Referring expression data
☆ ☆ ☆ ☆ ☆ ☆ ☆

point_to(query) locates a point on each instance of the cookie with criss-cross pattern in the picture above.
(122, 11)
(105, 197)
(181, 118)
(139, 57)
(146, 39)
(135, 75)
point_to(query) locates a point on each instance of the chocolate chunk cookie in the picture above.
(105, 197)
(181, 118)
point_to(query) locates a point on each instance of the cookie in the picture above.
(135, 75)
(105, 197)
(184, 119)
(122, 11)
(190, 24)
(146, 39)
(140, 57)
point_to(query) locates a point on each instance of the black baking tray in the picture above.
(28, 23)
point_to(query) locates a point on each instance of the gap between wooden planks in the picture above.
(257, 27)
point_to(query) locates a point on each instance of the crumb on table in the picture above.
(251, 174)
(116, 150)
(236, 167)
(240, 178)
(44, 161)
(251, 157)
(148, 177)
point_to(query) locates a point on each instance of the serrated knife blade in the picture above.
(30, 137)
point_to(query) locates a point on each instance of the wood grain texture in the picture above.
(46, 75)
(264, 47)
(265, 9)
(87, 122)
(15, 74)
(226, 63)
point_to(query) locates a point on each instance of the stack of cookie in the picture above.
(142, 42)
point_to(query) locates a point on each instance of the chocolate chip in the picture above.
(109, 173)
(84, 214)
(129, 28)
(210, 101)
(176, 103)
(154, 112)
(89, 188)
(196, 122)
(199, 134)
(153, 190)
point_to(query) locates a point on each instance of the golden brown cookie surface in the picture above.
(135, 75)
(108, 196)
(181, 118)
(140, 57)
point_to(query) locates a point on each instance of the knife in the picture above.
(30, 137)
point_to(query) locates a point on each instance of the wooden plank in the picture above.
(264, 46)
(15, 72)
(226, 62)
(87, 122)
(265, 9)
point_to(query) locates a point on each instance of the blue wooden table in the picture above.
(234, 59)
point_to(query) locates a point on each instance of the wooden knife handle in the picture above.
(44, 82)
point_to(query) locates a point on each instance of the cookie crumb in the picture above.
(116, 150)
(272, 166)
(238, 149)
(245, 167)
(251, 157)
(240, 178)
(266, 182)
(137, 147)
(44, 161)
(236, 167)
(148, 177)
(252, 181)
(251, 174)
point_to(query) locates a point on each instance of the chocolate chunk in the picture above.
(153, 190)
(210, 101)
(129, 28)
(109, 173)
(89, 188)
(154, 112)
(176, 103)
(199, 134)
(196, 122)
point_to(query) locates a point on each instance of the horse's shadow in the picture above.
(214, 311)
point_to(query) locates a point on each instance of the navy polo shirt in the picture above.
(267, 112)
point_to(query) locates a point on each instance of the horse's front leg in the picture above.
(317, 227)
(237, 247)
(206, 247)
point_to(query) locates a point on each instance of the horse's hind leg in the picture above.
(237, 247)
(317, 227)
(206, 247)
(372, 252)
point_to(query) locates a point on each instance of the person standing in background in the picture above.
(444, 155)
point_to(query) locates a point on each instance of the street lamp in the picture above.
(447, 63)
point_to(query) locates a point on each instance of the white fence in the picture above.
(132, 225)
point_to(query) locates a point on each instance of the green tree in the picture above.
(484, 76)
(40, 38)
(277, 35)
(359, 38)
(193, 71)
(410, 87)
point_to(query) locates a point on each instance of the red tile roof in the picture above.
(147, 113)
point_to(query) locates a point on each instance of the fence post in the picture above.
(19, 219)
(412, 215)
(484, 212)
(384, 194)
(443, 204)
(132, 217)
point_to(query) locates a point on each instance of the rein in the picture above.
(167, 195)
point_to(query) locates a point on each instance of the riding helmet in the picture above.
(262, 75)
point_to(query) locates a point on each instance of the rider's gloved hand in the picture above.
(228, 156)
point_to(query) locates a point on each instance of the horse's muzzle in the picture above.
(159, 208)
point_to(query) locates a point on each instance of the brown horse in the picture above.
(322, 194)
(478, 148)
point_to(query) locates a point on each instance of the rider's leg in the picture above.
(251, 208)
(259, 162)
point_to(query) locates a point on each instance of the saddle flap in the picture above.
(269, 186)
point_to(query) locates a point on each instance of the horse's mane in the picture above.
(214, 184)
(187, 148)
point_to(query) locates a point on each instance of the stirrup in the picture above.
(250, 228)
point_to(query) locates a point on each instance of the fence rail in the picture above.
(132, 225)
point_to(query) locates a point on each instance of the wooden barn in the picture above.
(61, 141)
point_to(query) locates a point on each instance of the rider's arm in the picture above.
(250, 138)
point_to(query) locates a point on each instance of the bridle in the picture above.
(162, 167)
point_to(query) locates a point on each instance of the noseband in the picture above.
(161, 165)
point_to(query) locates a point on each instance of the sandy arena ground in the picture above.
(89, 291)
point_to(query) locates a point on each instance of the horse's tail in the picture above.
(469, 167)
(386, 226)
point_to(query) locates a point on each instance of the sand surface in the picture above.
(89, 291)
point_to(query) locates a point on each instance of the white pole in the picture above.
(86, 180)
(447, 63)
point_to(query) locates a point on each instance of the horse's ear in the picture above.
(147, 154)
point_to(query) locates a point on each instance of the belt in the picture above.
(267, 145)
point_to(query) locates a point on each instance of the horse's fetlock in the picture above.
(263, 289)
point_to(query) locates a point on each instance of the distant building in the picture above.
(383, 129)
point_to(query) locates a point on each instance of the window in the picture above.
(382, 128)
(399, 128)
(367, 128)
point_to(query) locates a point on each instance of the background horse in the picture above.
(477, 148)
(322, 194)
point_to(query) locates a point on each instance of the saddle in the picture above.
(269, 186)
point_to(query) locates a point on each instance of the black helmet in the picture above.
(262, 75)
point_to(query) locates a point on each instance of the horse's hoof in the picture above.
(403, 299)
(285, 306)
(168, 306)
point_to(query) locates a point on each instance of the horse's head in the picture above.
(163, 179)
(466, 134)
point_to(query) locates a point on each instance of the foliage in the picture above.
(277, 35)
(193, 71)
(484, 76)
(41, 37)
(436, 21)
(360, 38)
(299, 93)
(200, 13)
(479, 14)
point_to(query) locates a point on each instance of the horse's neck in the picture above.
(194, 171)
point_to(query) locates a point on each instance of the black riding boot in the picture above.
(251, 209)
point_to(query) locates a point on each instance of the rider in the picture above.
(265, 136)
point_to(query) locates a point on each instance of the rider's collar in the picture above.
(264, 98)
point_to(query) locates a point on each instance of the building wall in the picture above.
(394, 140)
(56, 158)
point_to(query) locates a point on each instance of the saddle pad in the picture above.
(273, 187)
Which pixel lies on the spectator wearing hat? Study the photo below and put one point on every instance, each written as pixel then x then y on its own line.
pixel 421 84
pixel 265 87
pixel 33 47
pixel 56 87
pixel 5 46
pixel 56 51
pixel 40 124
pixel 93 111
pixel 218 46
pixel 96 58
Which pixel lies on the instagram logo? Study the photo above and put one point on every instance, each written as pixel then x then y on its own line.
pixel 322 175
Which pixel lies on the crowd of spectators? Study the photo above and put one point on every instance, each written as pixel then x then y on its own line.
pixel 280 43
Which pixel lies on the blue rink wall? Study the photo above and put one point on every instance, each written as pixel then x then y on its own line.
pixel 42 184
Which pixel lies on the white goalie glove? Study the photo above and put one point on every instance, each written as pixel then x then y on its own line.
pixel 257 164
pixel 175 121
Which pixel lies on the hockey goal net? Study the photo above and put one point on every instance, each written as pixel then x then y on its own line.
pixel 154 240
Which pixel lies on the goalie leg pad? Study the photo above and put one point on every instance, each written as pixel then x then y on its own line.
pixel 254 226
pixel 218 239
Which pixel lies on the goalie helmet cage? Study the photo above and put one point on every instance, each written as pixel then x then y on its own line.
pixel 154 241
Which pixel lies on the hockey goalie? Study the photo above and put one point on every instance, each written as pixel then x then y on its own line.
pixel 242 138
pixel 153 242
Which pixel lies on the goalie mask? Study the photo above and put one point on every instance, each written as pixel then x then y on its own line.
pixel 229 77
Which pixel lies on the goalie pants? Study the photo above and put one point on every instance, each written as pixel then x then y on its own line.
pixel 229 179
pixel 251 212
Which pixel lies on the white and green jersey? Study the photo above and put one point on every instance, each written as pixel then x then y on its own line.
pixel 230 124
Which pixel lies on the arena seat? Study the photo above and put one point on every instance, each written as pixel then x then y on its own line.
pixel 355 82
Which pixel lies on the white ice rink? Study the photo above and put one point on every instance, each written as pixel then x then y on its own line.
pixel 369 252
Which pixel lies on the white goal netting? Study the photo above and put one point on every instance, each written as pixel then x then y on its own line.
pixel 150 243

☆ ☆ ☆ ☆ ☆ ☆ ☆

TASK BRIEF: Repeat word for word the lines running from the line containing "Which pixel lies on the hockey goalie?" to the end of the entries above, inclusive.

ANSWER SPACE:
Which pixel lies on the hockey goalie? Study the photo above and put one point on every instance, each written as pixel then x then y on its own line.
pixel 242 138
pixel 153 242
Which pixel lies on the goalie mask? Study the photo above and put one point on every instance, each written as pixel then x then y on its own line.
pixel 229 77
Which pixel lies on the goalie pants? Study the photo above and put one point on every instance, each written as pixel then x then y on its own line.
pixel 229 179
pixel 251 212
Which pixel lies on the white and green jersey? Study the photo above and put one point on every instance, each written as pixel then x then y on its own line.
pixel 230 124
Which pixel lies on the arena seat? Study the photo above and put one point on every instance, each written as pixel then x then y on its own line.
pixel 355 82
Which pixel lies on the white ice rink? Study the photo above and put one point on every instance, each written as pixel then x then y on its own line.
pixel 369 252
Which pixel lies on the white goal netting? Study the photo above and put one point on every instance, each written as pixel then x then y on its own line.
pixel 150 243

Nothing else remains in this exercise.